• **Passage to read**
━━━

Good news on oil – by Terence Corcoran (Financial Post – January 26, 2016)

http://business.financialpost.com/

As the price of oil wavers around US$30 a barrel, it’s worth contemplating the long-term history of the price of the world’s greatest source of energy — and the real economic benefits that flow from oil prices that are in line with that history.

Financial markets appear more than ready to ignore the fact that today’s oil price is in line with long-term price performance and that oil’s occasional bursts through US$100 look more like erratic deviations. The question is not why oil has fallen so precipitously to US$30, but why it ever rose to more than US$100 in the first place.

In mid-2008, the price of oil hit a record US$147 a barrel. A Wikipedia entry lists a variety of contemporary explanations for the price record, none of which stand up to scrutiny. Among the alleged reasons for oil’s explosive rise in 2008 were the arrival of peak oil, aggressive market speculation by greedy Wall Street investors, and a predicted surge in demand.

━━━

• **What to do**
- 1) According to the article on oil prices, what record price did oil reach in mid-2008?
- 2) Please carry the article on oil prices further, starting right after its last sentence.
The lines after the article on oil prices play no part in this.

• **Dataset excerpt**
━━━

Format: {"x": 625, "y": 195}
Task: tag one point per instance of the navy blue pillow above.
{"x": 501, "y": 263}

━━━

• **Task responses**
- 1) US$147 a barrel.

- 2)
The upward move in prices actually began in 2003 and continued for five years before hitting US$147.12 on July 11, 2008.

What really happened? James Bullard, head of the St. Louis Federal Reserve Bank, said last month that “a key event, as yet unidentified in the academic literature,” occurred in 2003 that led to the near tripling of the average price of oil within five years. The price plunged briefly later in 2008, but then rebounded to the US$100-plus levels that persisted through to 2014.